• Supplied text
● ● ● ● ●

# Captain John McCrea's Navy Bean Soup



## jamesgpobog (Feb 18, 2012)

Captain John McCrea's Navy Bean Soup. Capt. McCrea was the first captain of USS Iowa.

Ingredients

1	lb. white Navy beans
1	ham hock
2	onions chopped
1	carrot chopped
2	celery stalks with tops chopped
2	bay leaves, thyme or other spices to taste
2	garlic cloves crushed
1	lg. can crushed tomatoes
Chicken broth as needed for thickness




Directions 

Combine all ingredients; bring to boil, set aside for an hour to soften the beans. Follow by cooking covered on low heat until done. Season to taste after cooking.


----------



## ben27 (Dec 27, 2012)

good day jamesgpobog.today.03:24 re:captain john mccrea's navy bean soup.thank you for the ingredients.looks like a healthy dish.another gem from the uss iowa.keep posting regards ben27


----------



## ALAN TYLER (Dec 22, 2007)

Very similar to our own "Pea-Wack"....Split pea soup, green or yellow.


----------



## alan ward (Jul 20, 2009)

My missus` 3 beans soup with chillis,
unbeatable she made a big pot for the pun.no-one bought any so i had it for lunch 3 days on the run(or trot)then she stopped me saying it was past its best,I thought it was still great.


----------



## Chris Isaac (Jul 29, 2006)

Who wants something that's bean soup?
I want to know what it is now!


----------

● ● ● ● ●

• Dataset
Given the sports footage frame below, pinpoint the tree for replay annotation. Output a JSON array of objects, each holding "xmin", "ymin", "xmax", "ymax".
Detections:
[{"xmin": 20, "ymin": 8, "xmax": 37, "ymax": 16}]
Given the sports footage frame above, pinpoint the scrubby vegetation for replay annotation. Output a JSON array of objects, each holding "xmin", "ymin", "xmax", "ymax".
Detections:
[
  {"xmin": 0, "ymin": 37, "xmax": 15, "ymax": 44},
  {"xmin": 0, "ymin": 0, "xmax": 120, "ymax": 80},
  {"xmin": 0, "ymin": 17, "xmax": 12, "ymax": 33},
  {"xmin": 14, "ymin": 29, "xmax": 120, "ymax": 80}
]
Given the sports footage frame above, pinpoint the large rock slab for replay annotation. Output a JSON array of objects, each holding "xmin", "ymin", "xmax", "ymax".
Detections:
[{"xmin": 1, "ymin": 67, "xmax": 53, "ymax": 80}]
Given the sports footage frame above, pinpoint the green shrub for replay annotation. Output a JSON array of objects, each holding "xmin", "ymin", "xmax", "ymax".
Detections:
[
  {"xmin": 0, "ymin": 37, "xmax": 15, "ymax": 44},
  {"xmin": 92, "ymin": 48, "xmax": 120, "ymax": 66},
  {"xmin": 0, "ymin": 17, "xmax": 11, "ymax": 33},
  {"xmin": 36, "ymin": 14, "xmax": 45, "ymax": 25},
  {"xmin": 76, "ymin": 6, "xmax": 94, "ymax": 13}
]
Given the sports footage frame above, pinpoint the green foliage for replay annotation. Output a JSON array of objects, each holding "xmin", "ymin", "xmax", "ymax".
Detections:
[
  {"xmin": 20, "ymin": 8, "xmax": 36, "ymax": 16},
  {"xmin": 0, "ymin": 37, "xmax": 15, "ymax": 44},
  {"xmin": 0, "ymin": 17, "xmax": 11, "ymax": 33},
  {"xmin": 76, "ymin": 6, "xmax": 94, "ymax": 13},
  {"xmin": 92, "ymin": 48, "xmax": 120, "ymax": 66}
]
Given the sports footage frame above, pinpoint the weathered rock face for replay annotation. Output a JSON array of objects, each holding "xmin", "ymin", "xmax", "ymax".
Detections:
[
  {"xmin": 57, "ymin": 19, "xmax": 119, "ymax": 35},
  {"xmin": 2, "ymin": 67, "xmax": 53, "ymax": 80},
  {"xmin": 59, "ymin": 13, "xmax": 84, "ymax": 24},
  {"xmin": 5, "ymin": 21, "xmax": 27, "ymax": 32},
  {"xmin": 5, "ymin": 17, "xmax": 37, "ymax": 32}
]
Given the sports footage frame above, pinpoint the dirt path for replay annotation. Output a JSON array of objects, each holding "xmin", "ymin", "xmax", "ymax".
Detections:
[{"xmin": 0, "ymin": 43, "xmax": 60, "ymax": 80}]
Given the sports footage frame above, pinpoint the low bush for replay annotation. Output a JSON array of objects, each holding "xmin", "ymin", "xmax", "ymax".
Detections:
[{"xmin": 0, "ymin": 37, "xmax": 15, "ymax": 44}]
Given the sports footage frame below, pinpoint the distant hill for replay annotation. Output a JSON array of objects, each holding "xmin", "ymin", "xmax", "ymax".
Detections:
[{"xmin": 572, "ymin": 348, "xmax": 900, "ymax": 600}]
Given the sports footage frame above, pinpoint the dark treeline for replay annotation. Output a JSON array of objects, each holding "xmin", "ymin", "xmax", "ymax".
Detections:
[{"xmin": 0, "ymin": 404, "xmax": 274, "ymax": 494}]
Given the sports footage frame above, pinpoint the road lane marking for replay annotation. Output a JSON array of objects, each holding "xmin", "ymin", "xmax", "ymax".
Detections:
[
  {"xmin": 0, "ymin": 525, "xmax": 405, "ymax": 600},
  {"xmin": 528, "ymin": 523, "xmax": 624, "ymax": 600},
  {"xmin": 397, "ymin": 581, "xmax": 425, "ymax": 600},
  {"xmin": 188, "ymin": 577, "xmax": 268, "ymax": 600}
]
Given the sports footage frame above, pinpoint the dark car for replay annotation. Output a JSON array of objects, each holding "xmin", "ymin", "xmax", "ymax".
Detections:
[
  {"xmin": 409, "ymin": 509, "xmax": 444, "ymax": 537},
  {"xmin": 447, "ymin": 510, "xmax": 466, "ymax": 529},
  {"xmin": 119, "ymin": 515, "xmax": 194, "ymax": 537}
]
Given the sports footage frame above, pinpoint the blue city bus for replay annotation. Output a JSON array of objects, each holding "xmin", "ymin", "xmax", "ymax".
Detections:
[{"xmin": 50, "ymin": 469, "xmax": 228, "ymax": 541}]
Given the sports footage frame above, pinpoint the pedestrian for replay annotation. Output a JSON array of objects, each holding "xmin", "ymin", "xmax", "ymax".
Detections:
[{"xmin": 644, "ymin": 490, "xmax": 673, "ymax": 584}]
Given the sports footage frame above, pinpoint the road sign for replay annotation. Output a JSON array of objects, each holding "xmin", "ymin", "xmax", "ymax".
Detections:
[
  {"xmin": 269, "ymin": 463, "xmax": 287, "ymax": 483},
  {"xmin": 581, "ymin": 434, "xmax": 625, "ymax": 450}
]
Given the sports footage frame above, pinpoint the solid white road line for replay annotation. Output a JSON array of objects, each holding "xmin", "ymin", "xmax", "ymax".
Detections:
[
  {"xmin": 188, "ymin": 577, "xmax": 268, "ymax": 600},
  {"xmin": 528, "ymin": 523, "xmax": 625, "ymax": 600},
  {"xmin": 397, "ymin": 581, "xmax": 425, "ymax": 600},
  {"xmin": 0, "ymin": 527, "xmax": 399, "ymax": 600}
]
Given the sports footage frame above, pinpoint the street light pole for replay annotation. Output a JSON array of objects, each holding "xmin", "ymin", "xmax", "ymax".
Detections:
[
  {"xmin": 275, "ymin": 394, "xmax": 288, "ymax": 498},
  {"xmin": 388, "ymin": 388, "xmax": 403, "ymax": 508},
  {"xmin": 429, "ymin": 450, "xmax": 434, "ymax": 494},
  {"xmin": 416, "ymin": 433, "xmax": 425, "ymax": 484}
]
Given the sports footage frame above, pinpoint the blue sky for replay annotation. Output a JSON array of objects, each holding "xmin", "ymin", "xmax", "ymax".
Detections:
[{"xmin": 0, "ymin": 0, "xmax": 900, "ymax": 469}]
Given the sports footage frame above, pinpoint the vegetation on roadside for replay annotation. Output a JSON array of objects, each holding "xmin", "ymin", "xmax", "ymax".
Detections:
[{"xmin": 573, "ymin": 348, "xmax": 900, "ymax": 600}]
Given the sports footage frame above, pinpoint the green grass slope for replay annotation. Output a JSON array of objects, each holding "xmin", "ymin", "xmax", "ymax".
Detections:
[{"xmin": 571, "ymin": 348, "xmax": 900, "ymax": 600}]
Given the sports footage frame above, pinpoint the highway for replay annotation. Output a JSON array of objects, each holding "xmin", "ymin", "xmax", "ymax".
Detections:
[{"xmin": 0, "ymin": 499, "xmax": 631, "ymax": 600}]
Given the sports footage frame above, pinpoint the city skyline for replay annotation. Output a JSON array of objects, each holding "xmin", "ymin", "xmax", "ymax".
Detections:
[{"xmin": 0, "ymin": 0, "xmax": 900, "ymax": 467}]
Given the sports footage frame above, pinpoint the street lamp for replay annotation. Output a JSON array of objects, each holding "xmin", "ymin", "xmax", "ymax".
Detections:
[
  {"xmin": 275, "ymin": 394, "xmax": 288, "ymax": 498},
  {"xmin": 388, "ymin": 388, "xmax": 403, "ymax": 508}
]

● ● ● ● ●

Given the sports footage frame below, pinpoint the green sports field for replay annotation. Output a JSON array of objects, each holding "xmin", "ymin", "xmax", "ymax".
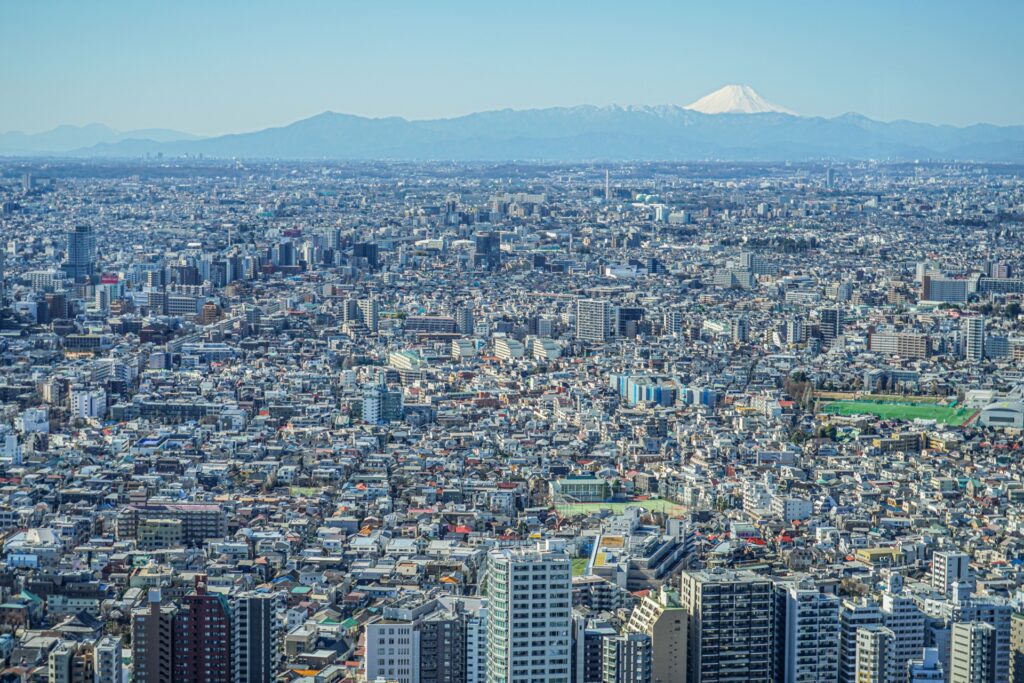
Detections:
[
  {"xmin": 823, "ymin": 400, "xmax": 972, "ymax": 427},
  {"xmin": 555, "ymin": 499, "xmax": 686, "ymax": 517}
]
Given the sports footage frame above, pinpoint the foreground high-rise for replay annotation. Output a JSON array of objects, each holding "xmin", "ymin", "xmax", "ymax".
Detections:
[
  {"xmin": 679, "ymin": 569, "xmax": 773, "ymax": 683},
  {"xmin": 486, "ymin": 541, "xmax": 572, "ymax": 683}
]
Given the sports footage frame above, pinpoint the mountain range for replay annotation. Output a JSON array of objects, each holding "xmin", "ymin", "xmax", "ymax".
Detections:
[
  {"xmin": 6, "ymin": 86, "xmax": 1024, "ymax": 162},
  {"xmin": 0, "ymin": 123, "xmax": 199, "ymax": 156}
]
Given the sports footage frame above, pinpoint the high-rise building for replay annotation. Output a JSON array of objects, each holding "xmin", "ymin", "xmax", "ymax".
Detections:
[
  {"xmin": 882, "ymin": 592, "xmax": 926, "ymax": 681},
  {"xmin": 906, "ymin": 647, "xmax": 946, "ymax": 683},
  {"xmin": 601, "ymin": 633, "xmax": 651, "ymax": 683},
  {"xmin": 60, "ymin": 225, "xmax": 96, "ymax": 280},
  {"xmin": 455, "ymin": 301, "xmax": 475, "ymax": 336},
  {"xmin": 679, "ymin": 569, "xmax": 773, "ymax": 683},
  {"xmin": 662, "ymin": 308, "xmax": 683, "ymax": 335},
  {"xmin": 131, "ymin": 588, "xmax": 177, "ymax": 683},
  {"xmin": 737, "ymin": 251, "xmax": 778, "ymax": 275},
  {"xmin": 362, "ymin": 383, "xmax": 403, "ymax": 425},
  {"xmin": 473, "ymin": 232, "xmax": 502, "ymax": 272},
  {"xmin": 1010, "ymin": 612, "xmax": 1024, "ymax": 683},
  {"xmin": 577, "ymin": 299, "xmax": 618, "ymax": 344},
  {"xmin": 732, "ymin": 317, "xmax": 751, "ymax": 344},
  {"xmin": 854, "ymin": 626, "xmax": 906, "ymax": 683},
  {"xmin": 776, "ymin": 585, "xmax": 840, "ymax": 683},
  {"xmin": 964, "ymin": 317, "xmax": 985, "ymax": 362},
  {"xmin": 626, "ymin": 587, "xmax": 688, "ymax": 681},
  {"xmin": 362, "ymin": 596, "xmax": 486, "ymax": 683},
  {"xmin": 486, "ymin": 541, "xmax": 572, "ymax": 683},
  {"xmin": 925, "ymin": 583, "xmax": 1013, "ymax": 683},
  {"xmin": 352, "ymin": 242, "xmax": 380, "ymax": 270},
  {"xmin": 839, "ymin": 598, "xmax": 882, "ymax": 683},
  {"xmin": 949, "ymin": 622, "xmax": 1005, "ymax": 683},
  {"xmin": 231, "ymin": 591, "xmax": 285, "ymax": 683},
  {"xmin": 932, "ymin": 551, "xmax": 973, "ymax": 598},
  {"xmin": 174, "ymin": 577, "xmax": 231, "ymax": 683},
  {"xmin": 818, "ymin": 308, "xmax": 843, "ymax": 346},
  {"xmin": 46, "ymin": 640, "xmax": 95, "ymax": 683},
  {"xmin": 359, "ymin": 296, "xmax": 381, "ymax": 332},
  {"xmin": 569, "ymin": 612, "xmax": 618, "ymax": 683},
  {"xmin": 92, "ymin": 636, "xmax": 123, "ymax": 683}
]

● ● ● ● ●

• Given instruction
Please copy out the part of the navy bean soup thread that opens with the words containing "## alan ward" and closes with "what it is now!". Work only from the navy bean soup thread, not the data.

• Final result
## alan ward (Jul 20, 2009)

My missus` 3 beans soup with chillis,
unbeatable she made a big pot for the pun.no-one bought any so i had it for lunch 3 days on the run(or trot)then she stopped me saying it was past its best,I thought it was still great.


----------



## Chris Isaac (Jul 29, 2006)

Who wants something that's bean soup?
I want to know what it is now!